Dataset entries
'''
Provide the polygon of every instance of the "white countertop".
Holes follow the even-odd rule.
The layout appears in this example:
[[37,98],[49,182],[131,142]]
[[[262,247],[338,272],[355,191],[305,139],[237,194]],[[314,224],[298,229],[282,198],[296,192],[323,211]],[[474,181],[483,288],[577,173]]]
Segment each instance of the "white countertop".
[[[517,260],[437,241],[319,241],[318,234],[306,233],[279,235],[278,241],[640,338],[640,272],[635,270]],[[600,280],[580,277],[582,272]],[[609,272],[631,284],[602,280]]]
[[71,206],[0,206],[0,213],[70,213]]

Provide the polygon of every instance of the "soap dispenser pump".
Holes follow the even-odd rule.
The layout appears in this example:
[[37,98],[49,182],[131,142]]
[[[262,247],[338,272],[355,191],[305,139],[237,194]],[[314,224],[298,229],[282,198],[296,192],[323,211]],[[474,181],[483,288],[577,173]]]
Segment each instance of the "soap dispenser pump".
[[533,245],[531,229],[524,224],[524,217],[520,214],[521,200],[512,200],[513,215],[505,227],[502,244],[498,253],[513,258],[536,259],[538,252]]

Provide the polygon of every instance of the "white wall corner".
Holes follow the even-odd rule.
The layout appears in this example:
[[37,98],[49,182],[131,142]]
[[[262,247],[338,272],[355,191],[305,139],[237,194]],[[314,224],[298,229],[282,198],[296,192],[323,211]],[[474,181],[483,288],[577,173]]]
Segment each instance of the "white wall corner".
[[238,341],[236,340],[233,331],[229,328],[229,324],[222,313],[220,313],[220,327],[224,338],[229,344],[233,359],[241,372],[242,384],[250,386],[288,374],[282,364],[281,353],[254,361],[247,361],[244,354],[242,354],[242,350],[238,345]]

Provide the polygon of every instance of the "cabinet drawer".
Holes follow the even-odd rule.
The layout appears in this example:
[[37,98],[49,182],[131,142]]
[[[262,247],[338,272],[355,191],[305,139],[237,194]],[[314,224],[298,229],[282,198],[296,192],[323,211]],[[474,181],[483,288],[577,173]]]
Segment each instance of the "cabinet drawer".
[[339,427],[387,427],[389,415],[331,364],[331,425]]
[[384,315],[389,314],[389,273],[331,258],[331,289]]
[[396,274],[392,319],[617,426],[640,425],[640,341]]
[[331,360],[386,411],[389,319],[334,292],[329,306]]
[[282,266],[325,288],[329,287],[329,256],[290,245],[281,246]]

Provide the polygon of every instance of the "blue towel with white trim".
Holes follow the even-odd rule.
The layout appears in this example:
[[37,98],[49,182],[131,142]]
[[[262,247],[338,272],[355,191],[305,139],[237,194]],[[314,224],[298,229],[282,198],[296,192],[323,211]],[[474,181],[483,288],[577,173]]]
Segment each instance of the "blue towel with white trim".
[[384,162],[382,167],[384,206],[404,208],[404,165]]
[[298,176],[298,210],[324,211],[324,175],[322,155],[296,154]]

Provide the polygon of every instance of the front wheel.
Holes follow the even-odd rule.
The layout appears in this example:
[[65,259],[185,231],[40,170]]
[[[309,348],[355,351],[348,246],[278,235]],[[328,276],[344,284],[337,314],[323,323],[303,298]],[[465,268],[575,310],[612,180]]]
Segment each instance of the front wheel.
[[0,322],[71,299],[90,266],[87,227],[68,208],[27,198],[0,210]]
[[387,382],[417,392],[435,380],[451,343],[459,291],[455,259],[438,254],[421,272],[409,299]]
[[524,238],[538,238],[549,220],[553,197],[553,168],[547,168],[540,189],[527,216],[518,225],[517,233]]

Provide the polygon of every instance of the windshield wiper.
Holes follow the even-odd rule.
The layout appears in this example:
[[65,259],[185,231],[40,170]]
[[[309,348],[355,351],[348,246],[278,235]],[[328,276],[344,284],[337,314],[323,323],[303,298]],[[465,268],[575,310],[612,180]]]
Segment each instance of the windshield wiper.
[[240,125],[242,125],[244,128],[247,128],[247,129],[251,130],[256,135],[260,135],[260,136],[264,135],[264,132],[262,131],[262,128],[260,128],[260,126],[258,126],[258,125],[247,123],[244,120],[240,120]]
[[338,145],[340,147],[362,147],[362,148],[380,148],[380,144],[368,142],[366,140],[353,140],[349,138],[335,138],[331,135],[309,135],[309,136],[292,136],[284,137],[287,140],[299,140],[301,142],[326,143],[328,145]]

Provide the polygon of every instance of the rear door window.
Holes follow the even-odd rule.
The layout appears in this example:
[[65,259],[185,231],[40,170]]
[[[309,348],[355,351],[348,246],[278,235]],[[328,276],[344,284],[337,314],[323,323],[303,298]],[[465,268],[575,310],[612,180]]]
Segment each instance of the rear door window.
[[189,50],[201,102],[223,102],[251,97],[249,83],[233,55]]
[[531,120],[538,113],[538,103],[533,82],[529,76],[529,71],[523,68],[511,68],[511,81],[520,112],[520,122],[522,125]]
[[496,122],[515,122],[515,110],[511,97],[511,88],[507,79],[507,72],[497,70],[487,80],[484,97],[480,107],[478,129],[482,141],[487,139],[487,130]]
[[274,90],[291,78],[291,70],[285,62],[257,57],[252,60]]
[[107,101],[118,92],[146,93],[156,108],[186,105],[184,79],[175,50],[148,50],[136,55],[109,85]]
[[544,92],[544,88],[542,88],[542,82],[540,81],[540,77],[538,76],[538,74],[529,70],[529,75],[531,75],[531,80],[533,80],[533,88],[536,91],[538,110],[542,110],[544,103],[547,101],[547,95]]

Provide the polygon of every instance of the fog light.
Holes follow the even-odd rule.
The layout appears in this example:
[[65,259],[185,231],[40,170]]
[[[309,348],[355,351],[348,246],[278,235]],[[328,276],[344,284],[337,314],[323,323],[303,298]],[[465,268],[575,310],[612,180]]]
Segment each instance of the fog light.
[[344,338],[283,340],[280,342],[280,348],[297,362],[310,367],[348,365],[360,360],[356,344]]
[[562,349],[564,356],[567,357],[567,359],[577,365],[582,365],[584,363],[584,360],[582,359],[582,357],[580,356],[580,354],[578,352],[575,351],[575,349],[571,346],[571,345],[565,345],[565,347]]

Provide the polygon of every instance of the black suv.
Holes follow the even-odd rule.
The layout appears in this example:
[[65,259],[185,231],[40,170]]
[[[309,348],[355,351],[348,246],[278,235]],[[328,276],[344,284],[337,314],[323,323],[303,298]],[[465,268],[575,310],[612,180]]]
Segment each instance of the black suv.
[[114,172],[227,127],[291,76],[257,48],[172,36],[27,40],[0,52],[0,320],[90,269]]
'''
▶ **ACTIVITY**:
From the first line to the last, copy the records without alteration.

▶ **REPLY TO THE EXERCISE**:
Provide the polygon of every instance of the "white countertop".
Holes follow the even-odd rule.
The layout appears in this example:
[[37,98],[49,182],[131,142]]
[[[262,247],[338,272],[355,191],[305,139],[237,194]],[[314,224],[298,229],[282,198],[296,192],[323,211]],[[474,181],[483,288],[577,173]]]
Segment each instance of the "white countertop".
[[[517,260],[437,241],[319,241],[318,234],[306,233],[279,235],[278,241],[640,338],[640,272],[635,270]],[[600,280],[580,277],[582,272]],[[609,272],[631,284],[602,280]]]
[[71,206],[0,206],[0,213],[70,213]]

Provide the polygon of every instance of the "soap dispenser pump".
Holes follow the even-odd rule.
The layout appears in this example:
[[37,98],[49,182],[131,142]]
[[[262,247],[338,272],[355,191],[305,139],[237,194]],[[314,224],[298,229],[282,198],[296,192],[323,211]],[[474,181],[483,288],[577,173]]]
Segment each instance of the "soap dispenser pump".
[[533,245],[531,229],[524,224],[524,217],[520,214],[521,200],[512,200],[513,215],[505,227],[502,244],[498,253],[513,258],[536,259],[538,252]]

Provide the polygon of every instance of the "white wall corner".
Holes follow the even-odd rule.
The layout appears in this example:
[[37,98],[49,182],[131,142]]
[[[262,247],[338,272],[355,191],[305,139],[237,194]],[[314,224],[298,229],[282,198],[296,192],[323,211]],[[474,181],[483,288],[577,173]]]
Segment each instance of the "white wall corner".
[[238,341],[236,340],[233,331],[229,328],[229,324],[222,313],[220,313],[220,327],[224,338],[229,344],[233,359],[241,372],[242,384],[250,386],[288,374],[282,364],[281,353],[254,361],[247,361],[244,354],[242,354],[242,350],[238,345]]

Provide the polygon of every instance of the "cabinet drawer".
Holes follow the even-odd rule.
The layout appears in this example:
[[37,98],[49,182],[131,142]]
[[[262,247],[338,272],[355,191],[305,139],[237,194]],[[314,224],[298,229],[282,198],[296,192],[323,211]],[[474,181],[483,288],[577,173]]]
Segment each instance of the "cabinet drawer".
[[339,427],[387,427],[389,415],[331,364],[331,425]]
[[384,315],[389,314],[389,273],[331,258],[331,289]]
[[396,274],[392,319],[617,426],[640,425],[640,341]]
[[331,360],[386,411],[389,319],[334,292],[329,306]]
[[282,266],[325,288],[329,287],[329,256],[290,245],[281,246]]

Provide the polygon of every instance of the "blue towel with white trim".
Holes follow the even-odd rule.
The layout appears in this example:
[[37,98],[49,182],[131,142]]
[[[262,247],[338,272],[355,191],[305,139],[237,194]],[[314,224],[298,229],[282,198],[296,192],[323,211]],[[474,181],[483,288],[577,173]]]
Segment each instance of the "blue towel with white trim".
[[384,162],[382,167],[384,206],[404,208],[404,165]]
[[298,176],[298,210],[324,211],[324,175],[322,155],[296,154]]

Provide the polygon of every instance of the front wheel.
Holes follow the even-odd rule.
The layout appears in this example:
[[65,259],[185,231],[40,170]]
[[[309,348],[355,351],[348,246],[278,235]],[[328,276],[344,284],[337,314],[323,323],[303,298]],[[465,268],[575,310],[612,180]]]
Segment each instance of the front wheel.
[[0,322],[71,299],[90,266],[87,227],[68,208],[27,198],[0,210]]
[[387,382],[417,392],[435,380],[451,343],[459,291],[455,259],[438,254],[421,272],[409,299]]
[[524,238],[538,238],[549,220],[553,197],[553,168],[547,168],[540,189],[527,216],[518,225],[517,233]]

Provide the polygon of every instance of the windshield wiper.
Holes follow the even-odd rule.
The layout appears in this example:
[[65,259],[185,231],[40,170]]
[[[309,348],[355,351],[348,246],[278,235]],[[328,276],[344,284],[337,314],[323,323],[303,298]],[[465,268],[575,310],[612,180]]]
Segment each instance of the windshield wiper.
[[240,125],[242,125],[244,128],[247,128],[247,129],[251,130],[256,135],[260,135],[260,136],[264,135],[264,132],[262,131],[262,128],[260,128],[260,126],[258,126],[258,125],[247,123],[244,120],[240,120]]
[[338,145],[340,147],[362,147],[362,148],[380,148],[380,144],[368,142],[366,140],[353,140],[349,138],[335,138],[331,135],[309,135],[309,136],[292,136],[284,137],[287,140],[299,140],[301,142],[326,143],[328,145]]

Provide the polygon of every instance of the rear door window.
Holes follow the even-odd rule.
The layout appears in this example:
[[65,259],[185,231],[40,170]]
[[[309,348],[355,351],[348,246],[278,235]],[[328,276],[344,284],[337,314],[323,323],[303,298]],[[465,268],[575,310],[612,180]]]
Segment each instance of the rear door window.
[[189,50],[201,102],[223,102],[251,97],[249,83],[233,55]]
[[531,120],[538,113],[538,103],[533,82],[529,76],[529,71],[523,68],[511,68],[511,81],[520,112],[520,122],[522,125]]
[[496,122],[515,122],[515,110],[511,97],[511,88],[507,79],[507,72],[497,70],[487,80],[484,97],[480,107],[478,129],[482,141],[487,139],[487,130]]
[[274,90],[291,78],[291,70],[285,62],[257,57],[252,60]]
[[107,101],[118,92],[146,93],[156,108],[186,105],[184,79],[175,50],[148,50],[136,55],[109,85]]
[[544,92],[544,88],[542,88],[542,82],[540,81],[540,77],[538,76],[538,74],[529,70],[529,75],[531,75],[531,80],[533,80],[533,88],[536,91],[538,110],[542,110],[544,103],[547,101],[547,95]]

Provide the polygon of every instance of the fog light.
Holes follow the even-odd rule.
The layout appears in this example:
[[65,259],[185,231],[40,170]]
[[[309,348],[355,351],[348,246],[278,235]],[[328,276],[344,284],[337,314],[323,323],[303,298]],[[465,268],[575,310],[612,180]]]
Segment each instance of the fog light.
[[344,338],[283,340],[280,342],[280,348],[297,362],[310,367],[348,365],[360,360],[356,344]]
[[562,349],[564,356],[567,357],[567,359],[577,365],[582,365],[584,363],[584,360],[582,359],[582,357],[580,356],[580,354],[578,352],[575,351],[575,349],[571,346],[571,345],[565,345],[565,347]]

Provide the polygon of every instance of the black suv.
Holes follow the even-odd rule.
The layout appears in this example:
[[65,259],[185,231],[40,170]]
[[[309,348],[355,351],[348,246],[278,235]],[[328,276],[344,284],[337,314],[323,323],[303,298]],[[465,268],[575,310],[612,180]]]
Segment each instance of the black suv.
[[114,172],[227,127],[291,76],[257,48],[172,36],[27,40],[0,52],[0,320],[90,269]]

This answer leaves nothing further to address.